> **WORK INSTRUCTIONS**: Return each line of the data below that contains the word "wall", copied in full. Case counts.

> **MATERIAL FOR THIS EXERCISE**:
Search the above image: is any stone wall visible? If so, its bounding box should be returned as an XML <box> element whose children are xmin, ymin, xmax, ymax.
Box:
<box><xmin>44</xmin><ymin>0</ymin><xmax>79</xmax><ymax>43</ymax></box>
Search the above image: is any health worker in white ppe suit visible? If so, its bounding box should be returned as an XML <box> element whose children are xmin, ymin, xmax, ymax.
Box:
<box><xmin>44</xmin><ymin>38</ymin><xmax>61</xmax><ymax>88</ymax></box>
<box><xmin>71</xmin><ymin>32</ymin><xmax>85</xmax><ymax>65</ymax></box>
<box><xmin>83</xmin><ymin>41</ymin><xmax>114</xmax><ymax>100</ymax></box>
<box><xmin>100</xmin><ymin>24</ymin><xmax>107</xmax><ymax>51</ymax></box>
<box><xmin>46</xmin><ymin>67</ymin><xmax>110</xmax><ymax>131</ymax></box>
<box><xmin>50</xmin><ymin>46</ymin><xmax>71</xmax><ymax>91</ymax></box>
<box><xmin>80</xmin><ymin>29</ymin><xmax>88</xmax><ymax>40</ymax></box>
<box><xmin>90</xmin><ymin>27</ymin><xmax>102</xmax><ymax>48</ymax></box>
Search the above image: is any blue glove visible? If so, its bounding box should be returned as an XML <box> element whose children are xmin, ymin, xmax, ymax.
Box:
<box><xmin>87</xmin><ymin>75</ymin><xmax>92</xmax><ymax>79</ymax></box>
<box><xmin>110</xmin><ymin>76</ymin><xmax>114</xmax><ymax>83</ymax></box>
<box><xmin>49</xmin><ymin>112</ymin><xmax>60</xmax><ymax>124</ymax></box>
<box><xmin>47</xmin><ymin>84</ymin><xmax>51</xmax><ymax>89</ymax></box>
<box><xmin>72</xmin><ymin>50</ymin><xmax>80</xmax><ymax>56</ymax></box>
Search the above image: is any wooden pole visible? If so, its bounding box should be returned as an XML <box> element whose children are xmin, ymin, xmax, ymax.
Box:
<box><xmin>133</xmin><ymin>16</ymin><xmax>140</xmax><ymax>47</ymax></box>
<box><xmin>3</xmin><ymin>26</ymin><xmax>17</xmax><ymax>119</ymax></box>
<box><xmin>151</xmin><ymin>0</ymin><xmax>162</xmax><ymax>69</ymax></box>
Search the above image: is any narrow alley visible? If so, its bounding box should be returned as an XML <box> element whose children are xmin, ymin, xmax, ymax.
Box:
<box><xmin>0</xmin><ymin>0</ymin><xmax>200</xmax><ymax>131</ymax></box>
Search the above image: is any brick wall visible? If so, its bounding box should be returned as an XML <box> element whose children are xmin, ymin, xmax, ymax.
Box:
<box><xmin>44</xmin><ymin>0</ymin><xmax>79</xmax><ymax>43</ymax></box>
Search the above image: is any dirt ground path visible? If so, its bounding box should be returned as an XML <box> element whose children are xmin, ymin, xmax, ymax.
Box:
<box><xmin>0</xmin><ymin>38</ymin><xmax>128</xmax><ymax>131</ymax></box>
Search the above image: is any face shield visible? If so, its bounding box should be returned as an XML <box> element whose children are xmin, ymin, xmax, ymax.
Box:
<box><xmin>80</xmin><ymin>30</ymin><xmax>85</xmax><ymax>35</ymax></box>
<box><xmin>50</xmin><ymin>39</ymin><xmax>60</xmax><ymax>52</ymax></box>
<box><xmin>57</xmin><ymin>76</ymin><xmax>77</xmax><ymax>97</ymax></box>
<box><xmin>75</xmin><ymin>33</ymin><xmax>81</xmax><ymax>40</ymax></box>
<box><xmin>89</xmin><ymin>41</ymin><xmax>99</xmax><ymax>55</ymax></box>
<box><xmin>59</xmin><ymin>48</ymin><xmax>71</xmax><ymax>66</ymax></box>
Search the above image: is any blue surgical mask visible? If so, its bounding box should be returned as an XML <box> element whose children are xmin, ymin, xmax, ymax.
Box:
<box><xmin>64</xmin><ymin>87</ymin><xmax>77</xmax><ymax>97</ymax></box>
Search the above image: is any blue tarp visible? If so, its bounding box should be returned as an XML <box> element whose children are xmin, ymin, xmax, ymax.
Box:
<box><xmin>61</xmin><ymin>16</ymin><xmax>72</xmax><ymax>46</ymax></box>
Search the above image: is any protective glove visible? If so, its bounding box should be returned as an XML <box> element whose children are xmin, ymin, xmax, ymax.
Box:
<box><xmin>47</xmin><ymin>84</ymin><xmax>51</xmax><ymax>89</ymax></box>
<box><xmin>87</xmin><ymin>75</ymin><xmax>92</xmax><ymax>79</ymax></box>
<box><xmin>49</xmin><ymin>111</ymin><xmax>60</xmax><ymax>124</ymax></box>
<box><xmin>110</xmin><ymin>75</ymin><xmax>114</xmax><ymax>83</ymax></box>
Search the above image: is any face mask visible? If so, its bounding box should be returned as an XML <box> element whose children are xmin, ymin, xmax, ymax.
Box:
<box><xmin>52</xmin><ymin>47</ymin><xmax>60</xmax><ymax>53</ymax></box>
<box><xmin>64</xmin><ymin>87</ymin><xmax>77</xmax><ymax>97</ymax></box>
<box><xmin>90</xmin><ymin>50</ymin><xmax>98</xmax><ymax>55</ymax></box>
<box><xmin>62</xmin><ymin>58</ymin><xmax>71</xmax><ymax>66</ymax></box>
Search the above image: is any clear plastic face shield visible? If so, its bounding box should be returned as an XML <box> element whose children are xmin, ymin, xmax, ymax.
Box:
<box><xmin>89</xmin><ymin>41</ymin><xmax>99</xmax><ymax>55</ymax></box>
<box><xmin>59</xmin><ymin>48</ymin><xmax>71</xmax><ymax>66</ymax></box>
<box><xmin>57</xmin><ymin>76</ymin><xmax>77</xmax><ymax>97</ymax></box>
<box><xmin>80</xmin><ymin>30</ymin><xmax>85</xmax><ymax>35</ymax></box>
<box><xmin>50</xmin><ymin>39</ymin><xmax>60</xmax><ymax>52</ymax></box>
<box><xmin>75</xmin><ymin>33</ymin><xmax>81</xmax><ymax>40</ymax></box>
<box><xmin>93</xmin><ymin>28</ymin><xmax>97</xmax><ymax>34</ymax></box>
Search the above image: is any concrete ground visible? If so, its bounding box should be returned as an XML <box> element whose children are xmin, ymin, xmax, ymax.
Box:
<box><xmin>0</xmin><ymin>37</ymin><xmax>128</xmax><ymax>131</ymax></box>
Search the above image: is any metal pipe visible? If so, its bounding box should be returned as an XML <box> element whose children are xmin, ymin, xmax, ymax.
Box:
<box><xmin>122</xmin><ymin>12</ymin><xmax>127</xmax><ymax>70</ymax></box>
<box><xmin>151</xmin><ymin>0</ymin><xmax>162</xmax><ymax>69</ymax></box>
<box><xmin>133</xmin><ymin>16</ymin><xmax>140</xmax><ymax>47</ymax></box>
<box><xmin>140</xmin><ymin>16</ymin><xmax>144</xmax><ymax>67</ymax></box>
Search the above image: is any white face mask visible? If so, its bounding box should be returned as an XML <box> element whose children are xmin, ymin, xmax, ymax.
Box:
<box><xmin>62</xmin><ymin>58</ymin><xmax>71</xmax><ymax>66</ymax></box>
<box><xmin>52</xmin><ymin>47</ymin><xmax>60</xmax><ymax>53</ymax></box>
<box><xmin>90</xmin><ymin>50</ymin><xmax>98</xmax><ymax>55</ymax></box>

...

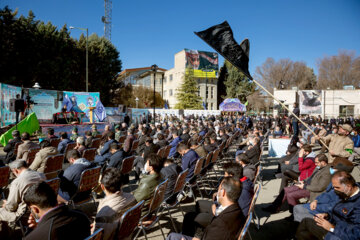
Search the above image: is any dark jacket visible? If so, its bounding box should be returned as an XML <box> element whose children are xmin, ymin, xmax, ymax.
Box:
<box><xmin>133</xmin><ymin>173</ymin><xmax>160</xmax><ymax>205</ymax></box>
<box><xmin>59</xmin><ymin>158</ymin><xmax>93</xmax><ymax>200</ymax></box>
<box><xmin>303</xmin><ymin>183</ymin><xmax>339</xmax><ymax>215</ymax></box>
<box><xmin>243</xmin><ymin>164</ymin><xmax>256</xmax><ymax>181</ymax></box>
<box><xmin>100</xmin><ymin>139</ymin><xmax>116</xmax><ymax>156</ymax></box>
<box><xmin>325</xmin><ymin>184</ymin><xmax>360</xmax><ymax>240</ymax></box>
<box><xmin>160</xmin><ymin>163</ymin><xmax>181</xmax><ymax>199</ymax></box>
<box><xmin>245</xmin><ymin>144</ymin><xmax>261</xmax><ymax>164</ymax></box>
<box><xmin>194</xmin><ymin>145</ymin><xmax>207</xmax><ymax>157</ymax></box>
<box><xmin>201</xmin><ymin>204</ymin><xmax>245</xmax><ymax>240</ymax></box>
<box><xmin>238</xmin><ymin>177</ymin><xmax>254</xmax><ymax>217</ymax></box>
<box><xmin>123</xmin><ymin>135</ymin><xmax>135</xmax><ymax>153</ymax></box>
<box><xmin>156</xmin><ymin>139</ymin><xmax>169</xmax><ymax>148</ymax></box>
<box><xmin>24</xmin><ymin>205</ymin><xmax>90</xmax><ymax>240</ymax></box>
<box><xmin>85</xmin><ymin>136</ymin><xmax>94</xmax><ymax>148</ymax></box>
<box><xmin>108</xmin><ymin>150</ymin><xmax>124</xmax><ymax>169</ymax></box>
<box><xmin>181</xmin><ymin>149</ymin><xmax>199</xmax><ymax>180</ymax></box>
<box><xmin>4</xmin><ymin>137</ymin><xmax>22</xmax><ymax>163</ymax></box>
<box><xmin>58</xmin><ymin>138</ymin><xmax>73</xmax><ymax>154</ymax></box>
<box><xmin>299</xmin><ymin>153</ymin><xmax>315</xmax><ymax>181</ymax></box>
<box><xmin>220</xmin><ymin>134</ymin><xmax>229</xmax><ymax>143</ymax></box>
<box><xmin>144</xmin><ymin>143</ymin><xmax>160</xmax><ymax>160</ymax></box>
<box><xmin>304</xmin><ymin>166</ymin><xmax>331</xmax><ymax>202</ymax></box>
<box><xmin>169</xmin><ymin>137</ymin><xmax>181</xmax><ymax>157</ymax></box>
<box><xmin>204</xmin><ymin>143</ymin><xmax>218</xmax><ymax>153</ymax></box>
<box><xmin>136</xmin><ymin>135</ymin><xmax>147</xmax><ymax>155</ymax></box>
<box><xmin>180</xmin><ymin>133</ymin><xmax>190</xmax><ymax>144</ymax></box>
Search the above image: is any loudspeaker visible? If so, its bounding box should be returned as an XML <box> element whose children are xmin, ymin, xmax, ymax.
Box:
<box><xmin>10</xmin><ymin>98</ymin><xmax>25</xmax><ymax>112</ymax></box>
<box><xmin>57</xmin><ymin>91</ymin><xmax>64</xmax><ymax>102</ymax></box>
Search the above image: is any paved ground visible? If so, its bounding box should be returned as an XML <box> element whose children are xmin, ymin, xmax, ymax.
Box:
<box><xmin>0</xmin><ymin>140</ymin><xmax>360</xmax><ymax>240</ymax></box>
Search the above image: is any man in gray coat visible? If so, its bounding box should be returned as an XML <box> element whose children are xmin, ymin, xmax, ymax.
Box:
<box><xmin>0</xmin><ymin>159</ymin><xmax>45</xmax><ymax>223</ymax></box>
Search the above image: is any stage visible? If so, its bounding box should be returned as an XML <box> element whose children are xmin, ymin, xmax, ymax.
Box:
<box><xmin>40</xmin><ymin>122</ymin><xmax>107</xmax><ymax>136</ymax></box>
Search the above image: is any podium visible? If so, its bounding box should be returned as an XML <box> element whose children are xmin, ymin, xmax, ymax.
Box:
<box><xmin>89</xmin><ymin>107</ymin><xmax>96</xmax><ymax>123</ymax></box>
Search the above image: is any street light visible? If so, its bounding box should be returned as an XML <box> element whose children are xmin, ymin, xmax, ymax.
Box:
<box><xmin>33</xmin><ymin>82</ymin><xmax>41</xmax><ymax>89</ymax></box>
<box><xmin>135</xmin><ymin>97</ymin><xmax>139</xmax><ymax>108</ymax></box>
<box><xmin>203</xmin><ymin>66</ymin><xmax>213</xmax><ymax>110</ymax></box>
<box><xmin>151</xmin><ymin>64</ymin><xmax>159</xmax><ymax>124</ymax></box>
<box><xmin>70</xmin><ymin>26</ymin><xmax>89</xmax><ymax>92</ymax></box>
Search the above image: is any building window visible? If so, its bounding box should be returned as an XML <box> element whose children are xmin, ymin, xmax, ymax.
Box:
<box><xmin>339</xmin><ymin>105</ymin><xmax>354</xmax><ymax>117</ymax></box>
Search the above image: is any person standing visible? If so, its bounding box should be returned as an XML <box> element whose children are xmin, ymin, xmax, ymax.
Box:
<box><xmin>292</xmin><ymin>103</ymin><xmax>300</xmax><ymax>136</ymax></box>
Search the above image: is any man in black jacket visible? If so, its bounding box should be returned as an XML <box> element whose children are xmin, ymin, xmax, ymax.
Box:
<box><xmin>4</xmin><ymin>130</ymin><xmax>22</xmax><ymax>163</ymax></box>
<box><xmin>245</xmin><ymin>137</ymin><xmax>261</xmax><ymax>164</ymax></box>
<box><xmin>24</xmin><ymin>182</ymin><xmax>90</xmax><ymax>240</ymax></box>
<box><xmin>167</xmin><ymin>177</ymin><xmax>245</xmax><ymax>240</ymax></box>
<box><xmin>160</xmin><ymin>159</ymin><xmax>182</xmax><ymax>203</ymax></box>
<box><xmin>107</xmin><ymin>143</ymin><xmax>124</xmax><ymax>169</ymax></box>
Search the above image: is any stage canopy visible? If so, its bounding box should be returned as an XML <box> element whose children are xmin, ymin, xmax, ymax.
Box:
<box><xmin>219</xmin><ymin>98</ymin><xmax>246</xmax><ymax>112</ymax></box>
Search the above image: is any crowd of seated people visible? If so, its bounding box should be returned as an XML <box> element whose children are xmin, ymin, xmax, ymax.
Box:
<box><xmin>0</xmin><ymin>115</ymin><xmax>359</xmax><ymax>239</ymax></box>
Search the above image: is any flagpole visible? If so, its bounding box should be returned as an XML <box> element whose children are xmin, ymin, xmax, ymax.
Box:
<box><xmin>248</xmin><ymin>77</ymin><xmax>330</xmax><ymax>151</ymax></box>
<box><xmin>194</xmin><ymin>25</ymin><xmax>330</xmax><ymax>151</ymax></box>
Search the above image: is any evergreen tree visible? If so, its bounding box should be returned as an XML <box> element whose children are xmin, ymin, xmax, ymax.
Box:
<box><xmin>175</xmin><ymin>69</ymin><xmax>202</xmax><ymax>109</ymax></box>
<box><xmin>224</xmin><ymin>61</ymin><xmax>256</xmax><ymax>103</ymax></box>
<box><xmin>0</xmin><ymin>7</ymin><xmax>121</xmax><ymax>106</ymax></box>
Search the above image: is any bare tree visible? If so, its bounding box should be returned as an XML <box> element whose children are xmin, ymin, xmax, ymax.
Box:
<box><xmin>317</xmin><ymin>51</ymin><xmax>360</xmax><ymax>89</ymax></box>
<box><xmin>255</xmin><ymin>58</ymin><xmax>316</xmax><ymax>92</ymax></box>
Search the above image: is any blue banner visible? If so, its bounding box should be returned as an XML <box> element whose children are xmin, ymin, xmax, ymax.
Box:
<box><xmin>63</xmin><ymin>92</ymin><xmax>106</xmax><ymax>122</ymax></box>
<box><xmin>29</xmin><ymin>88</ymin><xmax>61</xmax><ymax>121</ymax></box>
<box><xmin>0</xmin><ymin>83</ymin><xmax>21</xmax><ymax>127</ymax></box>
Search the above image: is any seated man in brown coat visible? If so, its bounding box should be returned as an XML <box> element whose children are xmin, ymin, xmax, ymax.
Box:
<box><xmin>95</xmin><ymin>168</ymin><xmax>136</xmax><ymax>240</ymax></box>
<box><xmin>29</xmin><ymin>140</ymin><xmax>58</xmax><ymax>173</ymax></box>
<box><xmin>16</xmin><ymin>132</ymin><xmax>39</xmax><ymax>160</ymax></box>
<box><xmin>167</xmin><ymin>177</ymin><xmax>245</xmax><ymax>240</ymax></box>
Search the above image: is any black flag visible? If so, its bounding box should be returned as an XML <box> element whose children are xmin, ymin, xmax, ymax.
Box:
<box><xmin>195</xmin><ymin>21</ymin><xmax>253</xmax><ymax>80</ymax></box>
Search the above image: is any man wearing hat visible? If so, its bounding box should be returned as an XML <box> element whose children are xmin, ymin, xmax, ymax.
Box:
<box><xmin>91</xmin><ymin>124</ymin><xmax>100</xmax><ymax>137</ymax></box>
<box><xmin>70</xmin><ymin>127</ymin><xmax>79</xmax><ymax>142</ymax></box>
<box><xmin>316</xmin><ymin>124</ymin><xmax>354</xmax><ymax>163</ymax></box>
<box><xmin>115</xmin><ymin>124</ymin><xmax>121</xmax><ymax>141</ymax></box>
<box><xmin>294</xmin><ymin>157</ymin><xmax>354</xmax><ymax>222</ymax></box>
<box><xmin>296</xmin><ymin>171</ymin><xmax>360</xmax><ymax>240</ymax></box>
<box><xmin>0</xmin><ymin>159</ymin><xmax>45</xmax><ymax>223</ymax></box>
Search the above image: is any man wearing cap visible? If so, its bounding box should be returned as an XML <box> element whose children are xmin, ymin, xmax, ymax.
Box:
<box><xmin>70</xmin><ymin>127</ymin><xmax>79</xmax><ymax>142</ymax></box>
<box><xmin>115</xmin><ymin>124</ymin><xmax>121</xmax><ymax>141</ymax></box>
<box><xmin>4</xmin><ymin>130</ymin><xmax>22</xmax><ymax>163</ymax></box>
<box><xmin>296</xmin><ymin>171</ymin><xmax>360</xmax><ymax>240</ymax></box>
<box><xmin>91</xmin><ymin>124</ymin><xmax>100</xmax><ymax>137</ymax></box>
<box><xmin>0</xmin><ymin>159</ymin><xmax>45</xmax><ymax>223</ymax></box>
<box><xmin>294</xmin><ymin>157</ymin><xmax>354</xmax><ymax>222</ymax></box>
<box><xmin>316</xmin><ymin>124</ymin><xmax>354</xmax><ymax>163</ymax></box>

> **ANSWER IN FULL**:
Search the above image: is any stone wall visible? If so, its bounding box should be returned as an XML <box> element whose children are xmin, ymin, xmax, ymax.
Search the above image: is any brick wall visible? If so, its bounding box should be returned as an XML <box> element whose children are xmin, ymin, xmax, ymax.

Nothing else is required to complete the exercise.